*** Opening Material provided ***
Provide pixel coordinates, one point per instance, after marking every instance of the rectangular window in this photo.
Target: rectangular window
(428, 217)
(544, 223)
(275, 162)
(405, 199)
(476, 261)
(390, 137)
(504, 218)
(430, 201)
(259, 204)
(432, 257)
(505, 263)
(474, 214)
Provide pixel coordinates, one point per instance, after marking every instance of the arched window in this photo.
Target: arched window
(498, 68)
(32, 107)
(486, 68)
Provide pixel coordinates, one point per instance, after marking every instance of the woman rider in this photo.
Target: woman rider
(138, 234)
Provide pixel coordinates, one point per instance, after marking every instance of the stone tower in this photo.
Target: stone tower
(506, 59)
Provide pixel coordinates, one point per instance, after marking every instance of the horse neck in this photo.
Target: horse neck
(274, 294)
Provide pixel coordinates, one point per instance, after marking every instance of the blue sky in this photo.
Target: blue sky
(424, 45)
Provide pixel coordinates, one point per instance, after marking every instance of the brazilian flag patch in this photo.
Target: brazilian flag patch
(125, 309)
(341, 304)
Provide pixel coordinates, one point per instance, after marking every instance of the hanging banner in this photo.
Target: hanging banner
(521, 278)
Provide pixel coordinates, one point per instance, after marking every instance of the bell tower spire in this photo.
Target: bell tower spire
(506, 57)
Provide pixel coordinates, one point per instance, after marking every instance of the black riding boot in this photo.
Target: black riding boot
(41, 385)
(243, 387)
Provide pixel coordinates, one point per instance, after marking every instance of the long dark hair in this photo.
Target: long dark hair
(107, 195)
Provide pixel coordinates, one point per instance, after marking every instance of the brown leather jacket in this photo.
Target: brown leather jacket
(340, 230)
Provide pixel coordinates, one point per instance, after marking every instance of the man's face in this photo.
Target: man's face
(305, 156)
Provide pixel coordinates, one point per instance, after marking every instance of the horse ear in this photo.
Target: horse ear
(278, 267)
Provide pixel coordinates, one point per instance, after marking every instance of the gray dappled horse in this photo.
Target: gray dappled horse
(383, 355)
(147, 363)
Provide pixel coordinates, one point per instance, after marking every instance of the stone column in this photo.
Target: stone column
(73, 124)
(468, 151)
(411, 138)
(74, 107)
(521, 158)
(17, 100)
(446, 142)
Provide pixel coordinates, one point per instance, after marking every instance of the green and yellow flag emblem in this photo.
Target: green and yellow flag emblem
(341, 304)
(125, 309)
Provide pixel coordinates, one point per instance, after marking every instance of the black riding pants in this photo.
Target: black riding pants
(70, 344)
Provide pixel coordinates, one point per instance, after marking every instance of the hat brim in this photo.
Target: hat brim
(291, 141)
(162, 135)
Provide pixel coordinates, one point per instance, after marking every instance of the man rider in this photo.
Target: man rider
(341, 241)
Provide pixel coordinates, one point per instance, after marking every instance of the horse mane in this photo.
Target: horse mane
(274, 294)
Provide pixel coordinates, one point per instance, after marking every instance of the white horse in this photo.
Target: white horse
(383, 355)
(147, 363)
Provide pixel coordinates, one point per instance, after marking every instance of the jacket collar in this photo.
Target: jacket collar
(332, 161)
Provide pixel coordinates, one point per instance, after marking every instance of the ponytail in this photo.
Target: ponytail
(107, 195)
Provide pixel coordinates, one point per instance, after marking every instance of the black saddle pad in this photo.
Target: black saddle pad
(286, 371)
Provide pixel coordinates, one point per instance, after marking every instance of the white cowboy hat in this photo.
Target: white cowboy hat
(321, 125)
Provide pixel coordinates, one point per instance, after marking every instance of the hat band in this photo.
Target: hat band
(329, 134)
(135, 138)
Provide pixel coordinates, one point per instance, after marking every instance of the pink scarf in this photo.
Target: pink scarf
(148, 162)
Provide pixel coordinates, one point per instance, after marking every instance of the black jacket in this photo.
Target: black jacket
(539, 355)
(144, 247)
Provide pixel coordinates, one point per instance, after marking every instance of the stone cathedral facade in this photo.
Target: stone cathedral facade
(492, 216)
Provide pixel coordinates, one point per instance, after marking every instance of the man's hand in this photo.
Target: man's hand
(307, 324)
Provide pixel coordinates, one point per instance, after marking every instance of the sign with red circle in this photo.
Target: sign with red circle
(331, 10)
*** Closing Material provided ***
## Problem to solve:
Once you have read the records above, write them out again exactly.

## Result of the exercise:
Provide pixel coordinates, one point per instance, after marking every instance of the rectangular window in this photo.
Target: rectangular window
(428, 217)
(544, 223)
(275, 162)
(405, 199)
(476, 261)
(390, 137)
(504, 218)
(430, 201)
(259, 204)
(432, 257)
(505, 263)
(474, 214)
Provide pixel coordinates, one point per instance, after marking every instance of the arched window in this photo.
Target: arched window
(498, 68)
(32, 107)
(486, 68)
Provide pixel coordinates, one point per instance, after marking every instance of the woman rider in this photo.
Target: woman rider
(138, 234)
Provide pixel coordinates, one point per instance, after marking every instance of the stone tower in this photo.
Target: stone tower
(506, 59)
Provide pixel coordinates, one point per instance, after marking every instance of the horse neck in this photo.
Target: horse neck
(274, 294)
Provide pixel coordinates, one point per instance, after marking every instance of the blue sky in this photo.
Target: blue sky
(424, 45)
Provide pixel coordinates, one point per instance, after marking every instance of the brazilian flag patch in this photo.
Target: brazilian flag patch
(125, 309)
(341, 304)
Provide pixel coordinates, one point per instance, after marking every instance of the hanging banner in this photo.
Target: hanging banner
(521, 278)
Provide pixel coordinates, one point per instance, after marking every instance of the bell tower spire in this photo.
Target: bell tower spire
(506, 57)
Provide pixel coordinates, one point per instance, after marking every instance of the black riding boot in this photo.
Target: black riding boot
(41, 385)
(243, 387)
Provide pixel coordinates, one point per instance, after marking every instance of the long dark hair in this photo.
Target: long dark hair
(107, 195)
Provide pixel coordinates, one point per instance, after marking every instance of the brown leather jacket in this photo.
Target: brown leather jacket
(340, 230)
Provide pixel coordinates, one point per instance, after marking every instance of the man's face in this photo.
Target: man's face
(305, 156)
Provide pixel coordinates, one point per instance, after marking every instance of the horse ear in this photo.
Target: horse ear
(278, 267)
Provide pixel coordinates, one point per instance, after marking every instance of the gray dappled horse in this photo.
Target: gray dappled horse
(383, 355)
(147, 363)
Provide pixel coordinates, one point per instance, after marking every instance of the stone column in this photo.
Target: stone column
(73, 124)
(468, 151)
(411, 138)
(74, 107)
(521, 158)
(17, 100)
(446, 142)
Provide pixel coordinates, one point per instance, after marking every instance of the green and yellow flag emblem in this photo.
Target: green and yellow flag emblem
(341, 304)
(125, 309)
Provide pixel coordinates, one point per instance, after marking every instance of the black riding pants in this photo.
Target: black riding pants
(70, 344)
Provide pixel coordinates, one point per instance, after marking every instance of the hat brim in this photo.
Target: hat brim
(291, 141)
(162, 135)
Provide pixel coordinates, one point per instance, after marking every instance of the man rider in this photo.
Target: man rider
(341, 241)
Provide pixel coordinates, one point per instance, after marking every instance of the horse mane in this photo.
Target: horse mane
(274, 294)
Provide pixel coordinates, one point per instance, after marking every instance of the white horse in this photo.
Target: white horse
(383, 355)
(147, 363)
Provide pixel coordinates, one point per instance, after marking every instance of the jacket collar in this photo.
Target: jacket collar
(332, 161)
Provide pixel coordinates, one point per instance, after marking every instance of the ponytail in this photo.
Target: ponytail
(107, 195)
Provide pixel coordinates, one point per instance, after marking every instance of the black saddle pad in this photo.
Target: black saddle pad
(286, 371)
Provide pixel coordinates, one point per instance, after marking every instance of the white cowboy hat in this photo.
Target: white cowboy hat
(321, 125)
Provide pixel coordinates, one point per instance, after marking every instance of the hat band in this photo.
Target: hat band
(329, 134)
(135, 138)
Provide pixel coordinates, one point per instance, after marking every instance of the pink scarf in this photo.
Target: pink scarf
(148, 162)
Provide pixel coordinates, one point per instance, after marking every instance of the black jacket in this photo.
Target: black jacket
(539, 355)
(144, 247)
Provide pixel coordinates, one point per instance, after marking every instance of the stone cathedral facade in this photo.
Target: stone cathedral facade
(492, 216)
Provide pixel coordinates, one point per instance, after marking every instance of the man's hand in this photo.
Target: man's hand
(307, 324)
Provide pixel coordinates, one point per instance, after marking every instance of the sign with red circle in this photo.
Target: sign with red circle
(331, 10)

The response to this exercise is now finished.